[Stored dataset items]
----

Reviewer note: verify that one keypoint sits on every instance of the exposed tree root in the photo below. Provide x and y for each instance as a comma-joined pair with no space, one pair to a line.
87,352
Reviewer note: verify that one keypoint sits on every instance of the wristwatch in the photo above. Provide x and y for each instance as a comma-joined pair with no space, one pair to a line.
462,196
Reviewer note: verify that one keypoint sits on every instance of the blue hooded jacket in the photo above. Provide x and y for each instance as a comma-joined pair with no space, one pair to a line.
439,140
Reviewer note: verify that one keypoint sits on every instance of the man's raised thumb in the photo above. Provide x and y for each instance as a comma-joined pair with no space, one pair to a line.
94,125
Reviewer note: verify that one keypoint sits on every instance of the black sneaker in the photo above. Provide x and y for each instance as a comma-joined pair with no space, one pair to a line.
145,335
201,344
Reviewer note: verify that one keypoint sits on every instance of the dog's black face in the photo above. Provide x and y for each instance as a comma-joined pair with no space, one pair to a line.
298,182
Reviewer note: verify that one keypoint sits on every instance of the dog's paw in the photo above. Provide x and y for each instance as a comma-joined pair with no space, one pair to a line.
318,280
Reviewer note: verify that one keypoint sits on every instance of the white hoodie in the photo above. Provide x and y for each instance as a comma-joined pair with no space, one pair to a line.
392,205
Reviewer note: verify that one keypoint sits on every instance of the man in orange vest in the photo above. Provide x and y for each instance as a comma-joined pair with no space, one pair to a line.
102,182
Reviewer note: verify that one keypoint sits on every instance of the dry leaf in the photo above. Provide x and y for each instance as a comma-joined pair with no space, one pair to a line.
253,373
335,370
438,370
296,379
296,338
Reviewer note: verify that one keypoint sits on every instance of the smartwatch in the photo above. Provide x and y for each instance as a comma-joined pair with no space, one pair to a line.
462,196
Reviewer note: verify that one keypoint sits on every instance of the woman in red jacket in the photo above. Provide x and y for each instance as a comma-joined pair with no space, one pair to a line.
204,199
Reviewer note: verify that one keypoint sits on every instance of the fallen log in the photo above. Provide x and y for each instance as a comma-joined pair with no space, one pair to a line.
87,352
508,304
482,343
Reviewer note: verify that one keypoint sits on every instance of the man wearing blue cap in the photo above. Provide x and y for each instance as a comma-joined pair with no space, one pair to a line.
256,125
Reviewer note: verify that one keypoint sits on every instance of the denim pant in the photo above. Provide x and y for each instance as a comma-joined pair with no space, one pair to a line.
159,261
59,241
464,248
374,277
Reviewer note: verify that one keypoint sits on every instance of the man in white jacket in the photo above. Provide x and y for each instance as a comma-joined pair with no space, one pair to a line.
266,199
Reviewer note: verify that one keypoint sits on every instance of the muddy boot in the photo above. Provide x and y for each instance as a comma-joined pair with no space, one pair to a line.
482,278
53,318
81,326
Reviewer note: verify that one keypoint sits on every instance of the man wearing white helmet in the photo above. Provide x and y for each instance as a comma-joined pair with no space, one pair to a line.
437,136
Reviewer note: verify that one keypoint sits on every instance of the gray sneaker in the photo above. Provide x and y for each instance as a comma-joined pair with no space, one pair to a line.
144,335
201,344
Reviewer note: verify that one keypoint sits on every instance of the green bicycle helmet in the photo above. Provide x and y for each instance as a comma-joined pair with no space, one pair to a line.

----

Problem to solve
Rewrite every line of the items above as a Markdown table with two columns, "No." for the row number and "Line" for the line itself, and leave out any blank lines.

Exercise response
| No. | Line |
|---|---|
| 1 | Reviewer note: verify that one keypoint sits on every instance of the exposed tree root in the photo below. Provide x and y for each instance as a comma-joined pair with no space, one pair to a line. |
| 2 | 87,352 |
| 3 | Reviewer note: verify that one keypoint sits on every instance of the wristwatch in the photo above. Provide x and y for each instance as a comma-joined pair with no space, one pair to a line. |
| 4 | 462,196 |
| 5 | Reviewer note: verify that one keypoint sits on every instance of the blue hooded jacket in the photo above. Provide x and y for each instance as a comma-joined pair with no space, one pair to a line. |
| 6 | 439,140 |
| 7 | Reviewer note: verify that one keypoint sits on every instance of the man's raised thumb in the photo above. Provide x and y for each instance as a comma-joined pair with no space, one pair to a line. |
| 8 | 94,125 |
| 9 | Reviewer note: verify that one keypoint sits on every instance of the black sneaker in the photo above. Provide x and y for each instance as a comma-joined pair with no space, one pair to a line. |
| 10 | 145,335 |
| 11 | 201,344 |
| 12 | Reviewer note: verify that one keypoint sits on every instance of the dog's black face in the photo above. Provide x and y for each instance as a comma-joined pair with no space, one pair to a line. |
| 13 | 298,182 |
| 14 | Reviewer note: verify that one keypoint sits on every instance of the dog's paw in the photo above. Provide x and y for each instance as a comma-joined pair with no space, one pair to a line. |
| 15 | 318,280 |
| 16 | Reviewer note: verify that one keypoint sits on every instance of the white hoodie in the photo above. Provide x and y for each instance as a comma-joined pair with no space, one pair to a line. |
| 17 | 392,205 |
| 18 | Reviewer note: verify that one keypoint sits on every instance of the man in orange vest in the photo above. Provide x and y for each instance as a comma-joined pair with no space, one pair to a line. |
| 19 | 102,182 |
| 20 | Reviewer note: verify that one keypoint sits on every instance of the dry leaf in the photo above. Provide x and y for each instance as a comma-joined pair with no space, one pair to a line. |
| 21 | 253,373 |
| 22 | 335,370 |
| 23 | 438,370 |
| 24 | 296,379 |
| 25 | 296,338 |
| 26 | Reviewer note: verify that one keypoint sits on every instance of the smartwatch in the photo above. Provide x and y for each instance as a comma-joined pair with no space, one pair to a line. |
| 27 | 462,196 |
| 28 | Reviewer note: verify that one keypoint sits on every instance of the woman in red jacket in the photo above. Provide x and y for each instance as a comma-joined pair with no space, one pair to a line. |
| 29 | 204,199 |
| 30 | Reviewer note: verify that one keypoint sits on every instance of the fallen log in the photo above. Provide x and y for each instance as a comma-joined pair with no space, one pair to a line. |
| 31 | 87,352 |
| 32 | 508,304 |
| 33 | 482,343 |
| 34 | Reviewer note: verify that one keypoint sits on every instance of the man wearing blue cap in the photo above. Provide x and y for each instance as a comma-joined pair with no space, one pair to a line. |
| 35 | 256,125 |
| 36 | Reviewer note: verify that one keypoint sits on every instance of the denim pant in the photo above. Provide x and y for each instance as a comma-joined pair with no space, one pair to a line. |
| 37 | 159,261 |
| 38 | 59,241 |
| 39 | 464,248 |
| 40 | 374,277 |
| 41 | Reviewer note: verify that one keypoint sits on every instance of the man in white jacket in the photo above. Provide x and y for each instance as a comma-joined pair with no space, one pair to a line. |
| 42 | 266,199 |
| 43 | Reviewer note: verify that one keypoint sits on every instance of the muddy boot in the photo above. Provide x and y for each instance as a comma-joined pair with no space, one pair to a line. |
| 44 | 482,278 |
| 45 | 53,318 |
| 46 | 81,326 |
| 47 | Reviewer note: verify that one keypoint sits on every instance of the man wearing white helmet in the photo above. Provide x and y for each instance as a comma-joined pair with no space, one pair to a line. |
| 48 | 437,136 |
| 49 | Reviewer note: verify that one keypoint sits on every instance of the gray sneaker in the photo above. Provide x and y for each instance as a comma-joined pair with no space, one pair to a line. |
| 50 | 144,335 |
| 51 | 201,344 |
| 52 | Reviewer note: verify that one keypoint sits on every instance of the green bicycle helmet in the photo above. Provide x and y for each instance as a comma-joined pair with no space, one pair to a line. |